# [What to work on]
Output the lines of the listing below unchanged, starting with the line that contains "Trace the outline of every instance of the slender" and going on through the line that contains "197 106 L 198". Include both of those lines and nothing else.

# [Supplied material]

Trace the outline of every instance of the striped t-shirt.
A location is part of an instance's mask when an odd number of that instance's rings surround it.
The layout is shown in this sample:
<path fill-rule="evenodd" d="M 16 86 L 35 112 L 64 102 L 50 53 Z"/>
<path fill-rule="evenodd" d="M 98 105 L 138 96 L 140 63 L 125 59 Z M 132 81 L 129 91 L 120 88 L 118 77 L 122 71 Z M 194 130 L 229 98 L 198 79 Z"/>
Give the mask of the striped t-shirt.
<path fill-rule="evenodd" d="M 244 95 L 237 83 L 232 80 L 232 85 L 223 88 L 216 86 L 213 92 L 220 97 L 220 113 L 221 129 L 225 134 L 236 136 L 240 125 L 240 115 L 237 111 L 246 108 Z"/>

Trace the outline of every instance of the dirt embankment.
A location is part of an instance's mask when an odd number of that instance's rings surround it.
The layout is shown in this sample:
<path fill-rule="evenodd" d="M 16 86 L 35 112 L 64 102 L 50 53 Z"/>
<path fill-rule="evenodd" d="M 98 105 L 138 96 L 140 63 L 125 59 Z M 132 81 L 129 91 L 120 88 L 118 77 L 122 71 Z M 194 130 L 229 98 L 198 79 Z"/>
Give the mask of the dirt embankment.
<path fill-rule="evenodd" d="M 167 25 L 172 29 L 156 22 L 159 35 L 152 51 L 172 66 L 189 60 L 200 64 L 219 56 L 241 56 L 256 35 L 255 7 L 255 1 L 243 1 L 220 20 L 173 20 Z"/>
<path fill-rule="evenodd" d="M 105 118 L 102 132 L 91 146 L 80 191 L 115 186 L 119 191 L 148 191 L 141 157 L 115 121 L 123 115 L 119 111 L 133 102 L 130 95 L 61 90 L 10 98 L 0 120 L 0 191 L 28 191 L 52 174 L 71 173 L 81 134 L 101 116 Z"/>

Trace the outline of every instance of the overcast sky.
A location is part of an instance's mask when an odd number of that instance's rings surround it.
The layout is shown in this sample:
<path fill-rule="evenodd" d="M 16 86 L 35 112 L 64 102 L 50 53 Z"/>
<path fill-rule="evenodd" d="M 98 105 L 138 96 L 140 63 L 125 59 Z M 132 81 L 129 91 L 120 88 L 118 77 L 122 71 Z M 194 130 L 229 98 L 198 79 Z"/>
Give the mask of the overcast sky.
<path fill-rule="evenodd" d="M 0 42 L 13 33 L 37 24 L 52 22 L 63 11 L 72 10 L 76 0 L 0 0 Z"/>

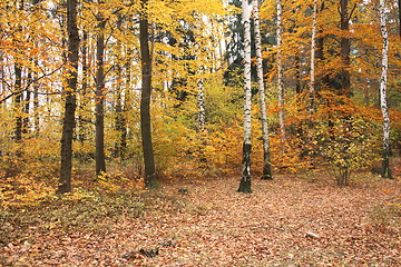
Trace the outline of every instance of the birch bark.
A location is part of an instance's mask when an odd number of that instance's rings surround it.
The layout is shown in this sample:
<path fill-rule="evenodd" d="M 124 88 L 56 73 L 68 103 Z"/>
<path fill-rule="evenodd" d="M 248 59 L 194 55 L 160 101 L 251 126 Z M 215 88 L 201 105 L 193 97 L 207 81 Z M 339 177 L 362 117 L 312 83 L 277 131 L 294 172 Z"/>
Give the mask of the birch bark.
<path fill-rule="evenodd" d="M 283 58 L 282 58 L 282 0 L 277 0 L 277 87 L 278 87 L 278 122 L 281 129 L 282 149 L 285 145 L 285 122 L 284 122 L 284 81 L 283 81 Z"/>
<path fill-rule="evenodd" d="M 311 38 L 311 73 L 310 73 L 310 115 L 315 112 L 315 47 L 316 47 L 316 20 L 317 3 L 313 0 L 312 38 Z"/>
<path fill-rule="evenodd" d="M 387 103 L 387 80 L 389 69 L 389 32 L 385 22 L 385 1 L 380 0 L 380 29 L 383 38 L 382 48 L 382 73 L 380 77 L 380 107 L 383 115 L 383 155 L 382 155 L 382 177 L 392 178 L 390 169 L 390 115 Z"/>
<path fill-rule="evenodd" d="M 252 192 L 251 189 L 251 151 L 252 151 L 252 126 L 251 126 L 251 109 L 252 109 L 252 92 L 251 92 L 251 11 L 252 4 L 248 0 L 242 1 L 242 20 L 244 24 L 244 142 L 243 142 L 243 170 L 238 191 Z"/>
<path fill-rule="evenodd" d="M 254 31 L 255 31 L 255 48 L 256 48 L 256 70 L 257 70 L 257 87 L 261 102 L 261 118 L 262 118 L 262 139 L 263 139 L 263 180 L 272 180 L 272 165 L 268 141 L 268 121 L 266 111 L 266 97 L 263 83 L 263 62 L 262 62 L 262 38 L 258 17 L 258 2 L 253 0 L 254 7 Z"/>

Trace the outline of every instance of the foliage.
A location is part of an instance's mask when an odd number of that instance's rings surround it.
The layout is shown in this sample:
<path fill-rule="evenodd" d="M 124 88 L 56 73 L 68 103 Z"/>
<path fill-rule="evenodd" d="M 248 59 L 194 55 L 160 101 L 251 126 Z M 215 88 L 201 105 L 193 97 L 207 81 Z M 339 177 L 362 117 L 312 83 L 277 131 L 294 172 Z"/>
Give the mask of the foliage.
<path fill-rule="evenodd" d="M 323 95 L 335 107 L 322 109 L 317 116 L 326 123 L 316 126 L 314 142 L 329 159 L 339 186 L 346 186 L 352 171 L 370 167 L 380 159 L 380 128 L 376 115 L 331 93 Z"/>

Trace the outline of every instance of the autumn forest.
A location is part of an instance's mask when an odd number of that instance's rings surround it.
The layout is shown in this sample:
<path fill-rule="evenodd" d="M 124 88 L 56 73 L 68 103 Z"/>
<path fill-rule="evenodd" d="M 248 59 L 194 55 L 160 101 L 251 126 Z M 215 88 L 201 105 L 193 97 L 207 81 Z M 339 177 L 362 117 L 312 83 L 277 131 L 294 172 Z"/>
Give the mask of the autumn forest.
<path fill-rule="evenodd" d="M 401 264 L 400 0 L 0 10 L 0 265 Z"/>

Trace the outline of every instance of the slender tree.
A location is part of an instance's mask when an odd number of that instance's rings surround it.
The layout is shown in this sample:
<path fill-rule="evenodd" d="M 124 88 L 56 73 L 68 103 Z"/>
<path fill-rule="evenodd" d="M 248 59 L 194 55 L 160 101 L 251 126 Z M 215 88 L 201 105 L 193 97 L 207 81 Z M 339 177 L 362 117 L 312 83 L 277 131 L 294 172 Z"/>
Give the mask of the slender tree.
<path fill-rule="evenodd" d="M 197 106 L 198 106 L 198 131 L 203 132 L 205 130 L 205 87 L 204 87 L 204 79 L 199 78 L 197 81 L 198 93 L 197 93 Z"/>
<path fill-rule="evenodd" d="M 380 0 L 380 29 L 383 38 L 382 48 L 382 73 L 380 77 L 380 107 L 383 115 L 383 152 L 382 152 L 382 177 L 392 178 L 390 169 L 390 115 L 387 103 L 387 81 L 389 69 L 389 32 L 385 22 L 385 1 Z"/>
<path fill-rule="evenodd" d="M 72 134 L 75 128 L 75 111 L 77 78 L 78 78 L 78 49 L 79 34 L 77 27 L 77 0 L 67 0 L 67 33 L 68 33 L 68 62 L 71 66 L 67 75 L 65 113 L 61 137 L 61 170 L 58 192 L 71 191 L 72 168 Z"/>
<path fill-rule="evenodd" d="M 150 93 L 151 93 L 151 56 L 149 50 L 148 32 L 148 0 L 141 0 L 139 21 L 140 63 L 141 63 L 141 93 L 140 93 L 140 134 L 145 162 L 145 185 L 147 188 L 157 187 L 156 167 L 151 144 L 150 125 Z"/>
<path fill-rule="evenodd" d="M 281 129 L 282 150 L 285 151 L 285 122 L 284 122 L 284 70 L 282 56 L 282 0 L 277 0 L 277 87 L 278 87 L 278 122 Z"/>
<path fill-rule="evenodd" d="M 266 111 L 266 97 L 263 82 L 263 61 L 262 61 L 262 38 L 260 29 L 258 2 L 253 0 L 254 11 L 254 31 L 255 31 L 255 48 L 256 48 L 256 71 L 257 71 L 257 88 L 261 102 L 261 120 L 262 120 L 262 138 L 263 138 L 263 180 L 272 180 L 272 164 L 268 141 L 268 121 Z"/>
<path fill-rule="evenodd" d="M 242 20 L 244 24 L 244 142 L 243 142 L 243 170 L 238 191 L 252 192 L 251 187 L 251 152 L 252 152 L 252 125 L 251 125 L 251 109 L 252 109 L 252 91 L 251 91 L 251 11 L 252 4 L 248 0 L 242 1 Z"/>
<path fill-rule="evenodd" d="M 315 112 L 315 50 L 316 50 L 316 23 L 317 3 L 313 0 L 312 13 L 312 37 L 311 37 L 311 72 L 310 72 L 310 115 Z"/>
<path fill-rule="evenodd" d="M 101 1 L 99 1 L 101 2 Z M 106 172 L 105 157 L 105 27 L 106 19 L 97 16 L 96 38 L 96 176 Z"/>

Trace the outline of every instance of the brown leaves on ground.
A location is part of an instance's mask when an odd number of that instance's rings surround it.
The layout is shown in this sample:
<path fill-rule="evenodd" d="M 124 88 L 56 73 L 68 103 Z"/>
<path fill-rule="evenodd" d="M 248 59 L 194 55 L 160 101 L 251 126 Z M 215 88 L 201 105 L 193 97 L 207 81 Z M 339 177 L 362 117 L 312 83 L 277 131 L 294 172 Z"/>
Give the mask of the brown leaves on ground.
<path fill-rule="evenodd" d="M 120 208 L 118 216 L 95 216 L 94 229 L 79 221 L 66 227 L 57 220 L 42 227 L 46 221 L 38 220 L 19 230 L 21 221 L 2 216 L 9 239 L 2 239 L 0 265 L 401 264 L 400 181 L 363 180 L 338 188 L 327 181 L 283 176 L 254 180 L 253 194 L 236 192 L 238 182 L 235 177 L 165 185 L 133 200 L 143 204 L 140 216 Z"/>

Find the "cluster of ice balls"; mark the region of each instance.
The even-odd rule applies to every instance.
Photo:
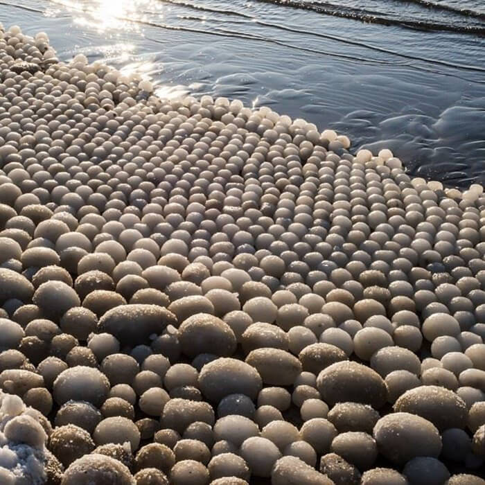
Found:
[[[485,483],[481,186],[0,30],[6,483]]]

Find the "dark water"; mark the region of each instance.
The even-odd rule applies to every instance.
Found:
[[[0,0],[46,31],[156,80],[163,96],[238,98],[389,147],[412,173],[485,183],[482,0]]]

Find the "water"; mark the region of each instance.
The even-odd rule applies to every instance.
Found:
[[[155,80],[389,147],[418,176],[485,184],[481,0],[0,0],[0,21]]]

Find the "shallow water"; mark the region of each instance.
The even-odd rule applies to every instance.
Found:
[[[0,21],[141,71],[162,96],[238,98],[389,147],[412,173],[485,183],[479,0],[1,0]]]

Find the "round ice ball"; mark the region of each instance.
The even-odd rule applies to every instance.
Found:
[[[103,373],[93,367],[76,366],[58,376],[53,395],[59,405],[69,400],[85,400],[99,407],[109,392],[109,381]]]

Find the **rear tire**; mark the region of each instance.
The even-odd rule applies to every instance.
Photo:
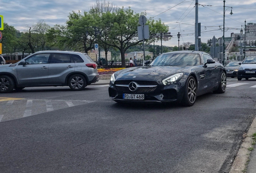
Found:
[[[73,91],[81,91],[86,86],[86,80],[79,74],[74,74],[68,78],[68,84]]]
[[[8,93],[14,88],[13,80],[7,76],[0,76],[0,93]]]
[[[185,106],[190,107],[194,105],[196,100],[197,85],[196,80],[192,76],[188,77],[186,82],[185,91],[182,101]]]
[[[222,72],[221,76],[219,87],[217,90],[215,91],[215,93],[223,94],[226,91],[227,89],[227,75],[224,72]]]

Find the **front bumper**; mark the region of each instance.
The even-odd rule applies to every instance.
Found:
[[[136,82],[136,80],[133,80]],[[186,85],[186,79],[182,78],[177,83],[164,85],[161,82],[158,82],[155,89],[152,92],[133,93],[117,89],[115,84],[110,82],[109,88],[109,96],[112,100],[118,102],[124,103],[165,103],[180,102],[183,97]],[[123,94],[144,94],[143,100],[125,100],[123,98]]]
[[[254,73],[247,73],[246,71],[255,71]],[[256,70],[239,70],[237,72],[237,77],[240,78],[256,77]]]

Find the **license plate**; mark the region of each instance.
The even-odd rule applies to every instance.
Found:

# [Reply]
Trace the outline of every instance of the slender tree.
A location is part of an instance's mask when an odd number of that instance's rings surround it.
The layout is shown in this sample:
<path fill-rule="evenodd" d="M 124 88 L 56 73 L 68 103 Z"/>
<path fill-rule="evenodd" d="M 248 59 L 194 55 L 160 101 L 251 126 Z M 215 88 L 201 105 L 193 97 L 207 81 Z M 339 177 L 362 117 L 312 83 L 277 131 L 294 172 Z"/>
Give the mask of the slender tree.
<path fill-rule="evenodd" d="M 197 106 L 198 106 L 198 131 L 203 132 L 205 130 L 205 87 L 204 87 L 204 79 L 199 78 L 197 81 L 198 93 L 197 93 Z"/>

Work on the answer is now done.